**GIVEN ENTRIES**
^^^^^^^^^^^^^^^^
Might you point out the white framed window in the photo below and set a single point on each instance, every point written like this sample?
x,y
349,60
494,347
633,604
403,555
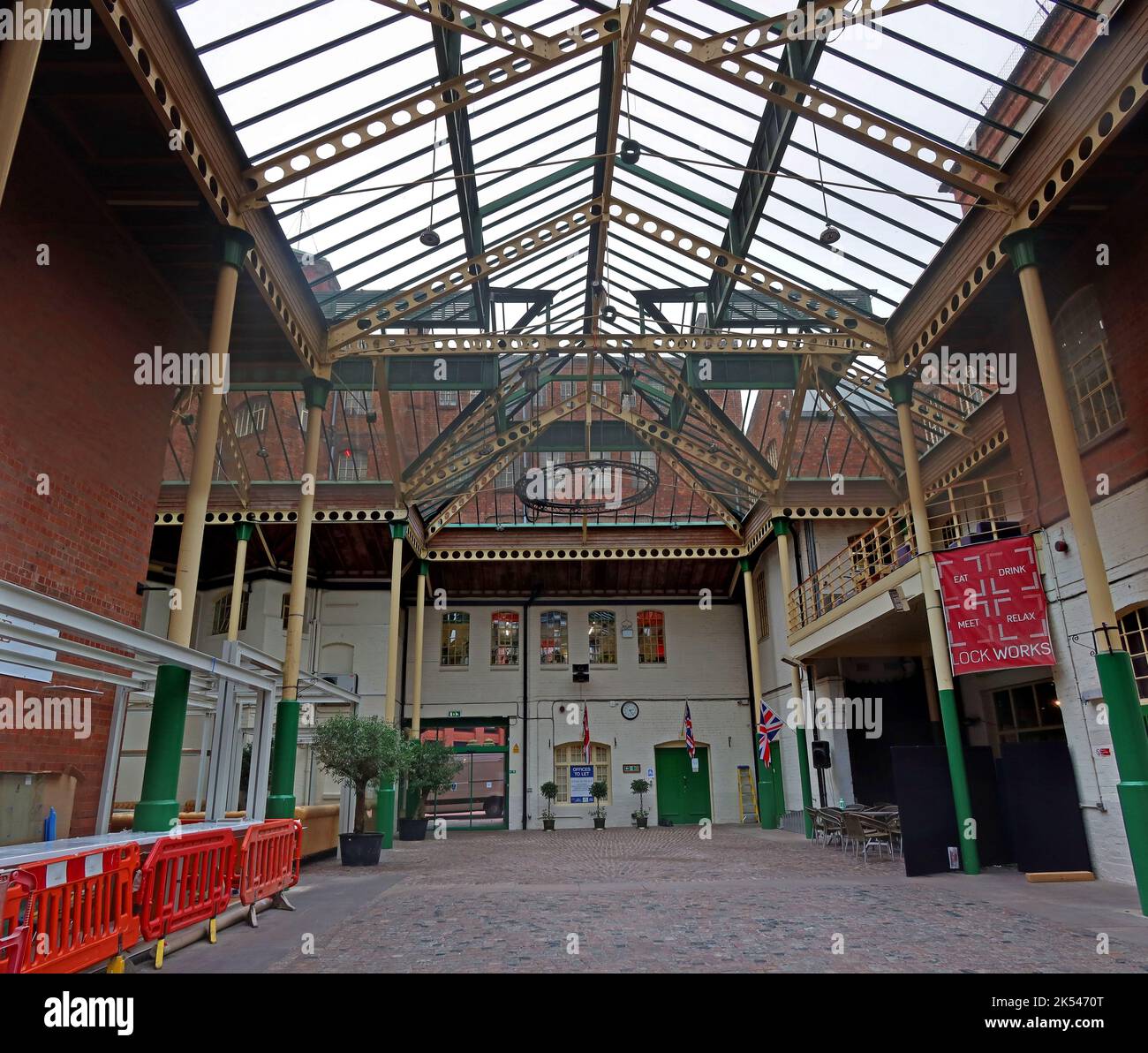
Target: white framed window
x,y
504,626
455,640
1082,343
570,754
555,638
651,638
221,613
603,638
^^^^^^^^^^^^^^^^
**SHORT PROBLEM**
Reproduce the lines above verbatim, leaving out the picture.

**REPLY TO THE EXERCISE**
Might you point out the white framed window in the photo below and set a single point on each instance, every point written like this sample?
x,y
349,60
494,347
633,604
403,555
Target: white framed window
x,y
504,626
455,640
1082,343
570,754
555,638
651,638
221,613
603,638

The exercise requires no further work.